▶ Passage for review:
Bennett ’14 Pursues Law after Air Force

Bennett ’14 Pursues Law after Air Force

6/26/2012 | Facebook | Twitter | Email

 

 

After 12-hour shifts at the airfield, Air Force Staff Sergeant Joshua Bennett ‘14 would relocate to the library, where he would log on to his computer to work towards his undergraduate degree in sociology and criminal justice.

“Many of my professors were attorneys, and they would encourage me to look into law school,” Bennett recalled. “After I left the Air Force, I returned home to Kingston, N.Y., and started knocking on the doors of every law firm in town. One of the firms let me stay.”

Bennett worked at The Law Offices of Moran and Gottlieb, first as an intern, then as a paid employee, for 10 months while he applied to law schools. Now in his second semester at Albany Law, he is active with the Veterans’ Rights Pro Bono Project, Phi Alpha Delta and the Rugby Club.

At the recent Veterans’ Rights Pro Bono Project’s clinic, which provided free legal counsel to more than 40 veterans, Bennett connected with Major Joel Abelove, the senior defense counsel for the New York Army National Guard's Trial Defense Service. They discussed opportunities for Bennett to remain engaged with the military in some capacity, possibly as a National Guard Judge Advocate General, once he earns his law degree.

After joining the Air Force at 17, the eighth generation in his family in the military, Bennett served as a military police officer, a mechanic and crew chief for 707 aircraft, and a maintenance operations controller, which he compared to being an air traffic controller on the ground. During his six years of military service, Bennett was deployed to Ireland, Ecuador, United Arab Emirates and several other countries around the world.

Bennett’s experience as a military police officer, as well as his undergraduate degree from Ashford University, helped influence his post-graduation aspirations: he hopes to go on to work in a District Attorney’s office, focusing on trial work.

“I was a cop; I have a degree in criminal justice. I certainly have the background for district attorney work,” he said, noting that he is also currently enrolled in Professor Daniel Moriarty’s criminal law class and actively pursuing a field placement in a DA’s office for the summer.

▶ Input data:

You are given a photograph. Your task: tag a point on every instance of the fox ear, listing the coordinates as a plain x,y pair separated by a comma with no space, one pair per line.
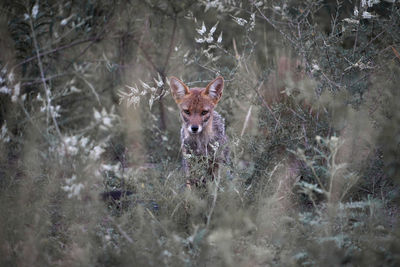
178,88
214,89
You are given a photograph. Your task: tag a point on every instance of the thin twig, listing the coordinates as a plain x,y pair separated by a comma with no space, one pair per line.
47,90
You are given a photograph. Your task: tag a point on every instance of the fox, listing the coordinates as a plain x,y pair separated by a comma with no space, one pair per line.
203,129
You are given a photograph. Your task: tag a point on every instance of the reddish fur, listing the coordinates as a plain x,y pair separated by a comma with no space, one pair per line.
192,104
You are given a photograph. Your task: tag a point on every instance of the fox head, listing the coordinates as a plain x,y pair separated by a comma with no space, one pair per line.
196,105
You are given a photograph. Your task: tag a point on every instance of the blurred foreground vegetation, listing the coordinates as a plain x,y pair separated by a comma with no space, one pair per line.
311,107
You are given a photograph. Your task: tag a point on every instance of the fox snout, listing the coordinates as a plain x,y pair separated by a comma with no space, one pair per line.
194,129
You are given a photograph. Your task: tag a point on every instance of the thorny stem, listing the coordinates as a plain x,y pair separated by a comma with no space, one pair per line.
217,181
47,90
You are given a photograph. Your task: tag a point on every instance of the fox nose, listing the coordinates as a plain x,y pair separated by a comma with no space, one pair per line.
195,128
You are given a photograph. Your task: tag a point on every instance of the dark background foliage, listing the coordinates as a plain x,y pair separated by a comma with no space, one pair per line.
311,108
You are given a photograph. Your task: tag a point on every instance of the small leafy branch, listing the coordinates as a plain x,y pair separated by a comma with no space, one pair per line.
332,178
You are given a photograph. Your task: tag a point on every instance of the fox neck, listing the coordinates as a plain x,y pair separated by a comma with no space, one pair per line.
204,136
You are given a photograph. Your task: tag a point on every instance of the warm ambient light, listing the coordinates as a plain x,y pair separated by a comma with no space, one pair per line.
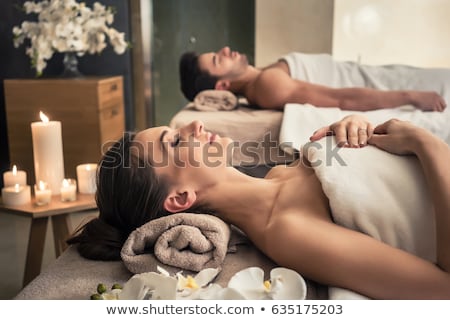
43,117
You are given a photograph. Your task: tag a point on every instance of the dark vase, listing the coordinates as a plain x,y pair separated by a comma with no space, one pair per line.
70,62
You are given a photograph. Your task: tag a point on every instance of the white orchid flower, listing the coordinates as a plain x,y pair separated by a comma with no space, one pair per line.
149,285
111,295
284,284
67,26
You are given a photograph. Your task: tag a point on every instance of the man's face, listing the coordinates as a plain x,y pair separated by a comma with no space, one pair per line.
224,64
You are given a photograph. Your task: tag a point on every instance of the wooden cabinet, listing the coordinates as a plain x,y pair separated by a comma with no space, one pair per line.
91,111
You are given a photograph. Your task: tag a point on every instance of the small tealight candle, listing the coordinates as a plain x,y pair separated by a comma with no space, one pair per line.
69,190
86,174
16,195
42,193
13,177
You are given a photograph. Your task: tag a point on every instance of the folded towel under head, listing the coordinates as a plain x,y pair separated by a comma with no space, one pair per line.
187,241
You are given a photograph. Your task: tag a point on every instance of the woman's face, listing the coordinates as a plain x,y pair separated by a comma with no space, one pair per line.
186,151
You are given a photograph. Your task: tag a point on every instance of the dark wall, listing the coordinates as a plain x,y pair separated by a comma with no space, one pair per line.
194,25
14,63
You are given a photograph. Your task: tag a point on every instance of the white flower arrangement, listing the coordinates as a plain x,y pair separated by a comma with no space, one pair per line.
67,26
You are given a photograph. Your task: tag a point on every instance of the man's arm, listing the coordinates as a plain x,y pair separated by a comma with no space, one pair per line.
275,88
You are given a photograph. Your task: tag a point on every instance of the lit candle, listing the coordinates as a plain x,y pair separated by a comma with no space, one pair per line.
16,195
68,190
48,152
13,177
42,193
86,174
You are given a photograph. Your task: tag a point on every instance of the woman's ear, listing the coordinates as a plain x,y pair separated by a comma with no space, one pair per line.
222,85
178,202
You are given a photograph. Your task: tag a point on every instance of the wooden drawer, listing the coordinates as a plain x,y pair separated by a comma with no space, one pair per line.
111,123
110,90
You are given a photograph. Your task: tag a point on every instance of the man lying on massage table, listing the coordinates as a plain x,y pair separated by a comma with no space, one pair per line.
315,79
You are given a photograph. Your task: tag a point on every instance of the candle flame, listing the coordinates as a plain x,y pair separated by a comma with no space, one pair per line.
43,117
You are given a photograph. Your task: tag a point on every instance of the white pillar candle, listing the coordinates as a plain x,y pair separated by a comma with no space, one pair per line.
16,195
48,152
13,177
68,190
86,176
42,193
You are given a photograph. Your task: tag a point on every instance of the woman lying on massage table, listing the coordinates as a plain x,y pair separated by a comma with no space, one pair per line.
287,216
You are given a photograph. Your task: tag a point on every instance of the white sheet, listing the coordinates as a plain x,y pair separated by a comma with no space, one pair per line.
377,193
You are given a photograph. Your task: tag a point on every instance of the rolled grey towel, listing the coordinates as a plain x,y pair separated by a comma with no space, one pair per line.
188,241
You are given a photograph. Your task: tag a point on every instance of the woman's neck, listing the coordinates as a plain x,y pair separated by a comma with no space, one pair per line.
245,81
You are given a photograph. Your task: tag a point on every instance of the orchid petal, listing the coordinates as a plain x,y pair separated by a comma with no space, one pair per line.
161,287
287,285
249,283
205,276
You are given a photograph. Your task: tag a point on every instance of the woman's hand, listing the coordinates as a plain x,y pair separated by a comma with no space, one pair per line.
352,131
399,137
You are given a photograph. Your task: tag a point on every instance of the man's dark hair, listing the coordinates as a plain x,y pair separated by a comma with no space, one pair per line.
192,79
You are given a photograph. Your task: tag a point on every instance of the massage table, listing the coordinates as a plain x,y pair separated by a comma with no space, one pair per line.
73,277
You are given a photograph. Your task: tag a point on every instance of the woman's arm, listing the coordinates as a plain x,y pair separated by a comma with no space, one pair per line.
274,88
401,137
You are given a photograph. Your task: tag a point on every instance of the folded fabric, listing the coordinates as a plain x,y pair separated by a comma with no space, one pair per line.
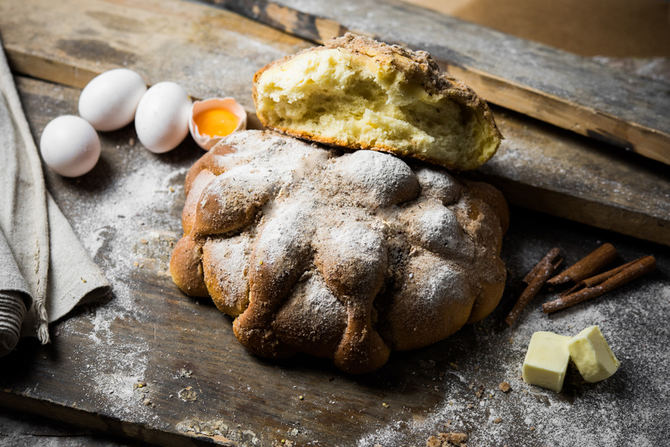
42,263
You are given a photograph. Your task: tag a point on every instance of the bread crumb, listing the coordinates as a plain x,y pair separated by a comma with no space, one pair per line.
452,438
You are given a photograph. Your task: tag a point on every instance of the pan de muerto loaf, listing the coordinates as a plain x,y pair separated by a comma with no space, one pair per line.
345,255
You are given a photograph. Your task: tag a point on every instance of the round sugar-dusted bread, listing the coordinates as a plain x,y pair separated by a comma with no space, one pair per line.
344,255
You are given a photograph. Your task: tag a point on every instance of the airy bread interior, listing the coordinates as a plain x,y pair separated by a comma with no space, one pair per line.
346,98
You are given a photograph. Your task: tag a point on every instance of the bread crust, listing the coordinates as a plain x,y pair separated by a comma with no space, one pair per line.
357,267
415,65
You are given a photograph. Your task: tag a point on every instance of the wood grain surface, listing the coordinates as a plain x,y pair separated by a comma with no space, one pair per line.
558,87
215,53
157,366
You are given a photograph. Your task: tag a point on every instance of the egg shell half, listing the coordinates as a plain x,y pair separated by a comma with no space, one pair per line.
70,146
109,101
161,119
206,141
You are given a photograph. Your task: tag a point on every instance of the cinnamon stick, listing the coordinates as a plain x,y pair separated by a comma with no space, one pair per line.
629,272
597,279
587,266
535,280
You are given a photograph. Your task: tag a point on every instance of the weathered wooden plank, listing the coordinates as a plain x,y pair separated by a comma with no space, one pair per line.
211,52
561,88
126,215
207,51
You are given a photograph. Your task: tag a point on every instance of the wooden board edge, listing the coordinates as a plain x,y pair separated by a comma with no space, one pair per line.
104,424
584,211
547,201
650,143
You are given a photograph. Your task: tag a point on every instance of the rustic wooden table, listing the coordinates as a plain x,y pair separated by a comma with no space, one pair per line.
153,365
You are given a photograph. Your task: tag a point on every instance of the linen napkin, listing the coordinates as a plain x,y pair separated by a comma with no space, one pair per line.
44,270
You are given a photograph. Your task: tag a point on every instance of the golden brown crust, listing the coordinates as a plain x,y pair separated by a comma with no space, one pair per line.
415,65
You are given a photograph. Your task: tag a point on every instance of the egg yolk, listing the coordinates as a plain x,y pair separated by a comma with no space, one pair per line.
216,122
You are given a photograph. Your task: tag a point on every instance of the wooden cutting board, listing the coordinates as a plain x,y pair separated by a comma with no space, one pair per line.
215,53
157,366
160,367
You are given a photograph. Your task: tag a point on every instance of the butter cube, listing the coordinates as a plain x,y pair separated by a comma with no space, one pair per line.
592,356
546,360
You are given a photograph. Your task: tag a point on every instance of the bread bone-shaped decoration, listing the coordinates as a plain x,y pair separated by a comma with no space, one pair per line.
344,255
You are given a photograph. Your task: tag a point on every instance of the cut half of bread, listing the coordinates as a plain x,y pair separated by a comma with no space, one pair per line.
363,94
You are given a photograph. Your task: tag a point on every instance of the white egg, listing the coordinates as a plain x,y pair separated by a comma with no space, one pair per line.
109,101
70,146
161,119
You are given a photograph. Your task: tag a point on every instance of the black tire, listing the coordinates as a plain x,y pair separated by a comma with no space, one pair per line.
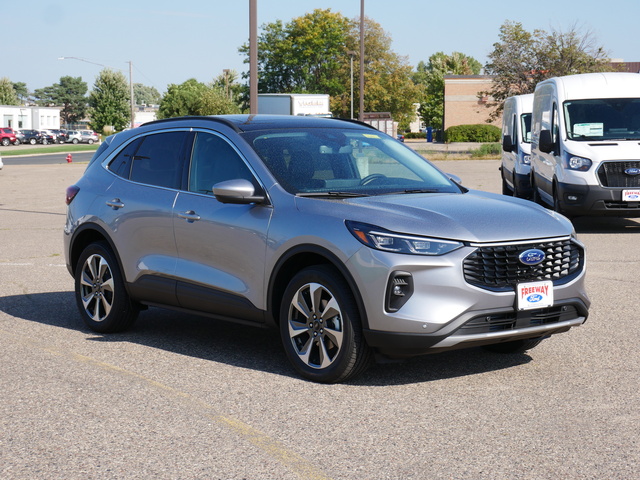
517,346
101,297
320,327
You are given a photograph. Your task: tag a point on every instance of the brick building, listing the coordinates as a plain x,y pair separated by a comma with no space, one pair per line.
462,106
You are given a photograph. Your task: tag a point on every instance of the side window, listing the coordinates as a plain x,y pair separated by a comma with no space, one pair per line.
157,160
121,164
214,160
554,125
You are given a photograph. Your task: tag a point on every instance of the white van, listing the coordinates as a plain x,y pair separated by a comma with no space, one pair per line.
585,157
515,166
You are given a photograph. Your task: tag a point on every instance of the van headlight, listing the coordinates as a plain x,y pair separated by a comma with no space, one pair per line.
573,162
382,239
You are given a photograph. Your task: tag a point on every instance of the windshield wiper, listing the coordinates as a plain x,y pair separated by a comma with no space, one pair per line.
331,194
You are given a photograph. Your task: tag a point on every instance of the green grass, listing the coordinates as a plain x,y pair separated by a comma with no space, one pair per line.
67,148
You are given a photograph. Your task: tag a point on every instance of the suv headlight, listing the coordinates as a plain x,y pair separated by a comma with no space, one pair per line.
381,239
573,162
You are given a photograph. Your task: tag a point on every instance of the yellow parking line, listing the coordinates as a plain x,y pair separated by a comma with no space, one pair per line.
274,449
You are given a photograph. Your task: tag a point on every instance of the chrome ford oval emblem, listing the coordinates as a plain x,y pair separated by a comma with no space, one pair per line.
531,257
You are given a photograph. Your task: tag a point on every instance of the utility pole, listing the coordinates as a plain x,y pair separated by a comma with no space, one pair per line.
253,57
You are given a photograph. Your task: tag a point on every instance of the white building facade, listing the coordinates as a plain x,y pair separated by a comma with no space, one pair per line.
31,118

▶ Using the information:
(1) For each statement below, say whether it agrees with the article on Joshua Bennett, answering yes or no and quoting the words of the article that decide it.
(a) Bennett joined the Air Force at age 17.
(b) Bennett worked at the law firm for six months before starting law school.
(c) Bennett earned his undergraduate degree from Albany Law.
(2) Rewrite the stretch from "6/26/2012 | Facebook" through "the Rugby Club." in the article on Joshua Bennett, swapping "professors" for "instructors".

▶ Answers for each item:
(1)
(a) Yes: "After joining the Air Force at 17"
(b) No: "for 10 months while he applied to law schools"
(c) No: "his undergraduate degree from Ashford University"

(2)
6/26/2012 | Facebook | Twitter | Email

 

 

After 12-hour shifts at the airfield, Air Force Staff Sergeant Joshua Bennett ‘14 would relocate to the library, where he would log on to his computer to work towards his undergraduate degree in sociology and criminal justice.

“Many of my instructors were attorneys, and they would encourage me to look into law school,” Bennett recalled. “After I left the Air Force, I returned home to Kingston, N.Y., and started knocking on the doors of every law firm in town. One of the firms let me stay.”

Bennett worked at The Law Offices of Moran and Gottlieb, first as an intern, then as a paid employee, for 10 months while he applied to law schools. Now in his second semester at Albany Law, he is active with the Veterans’ Rights Pro Bono Project, Phi Alpha Delta and the Rugby Club.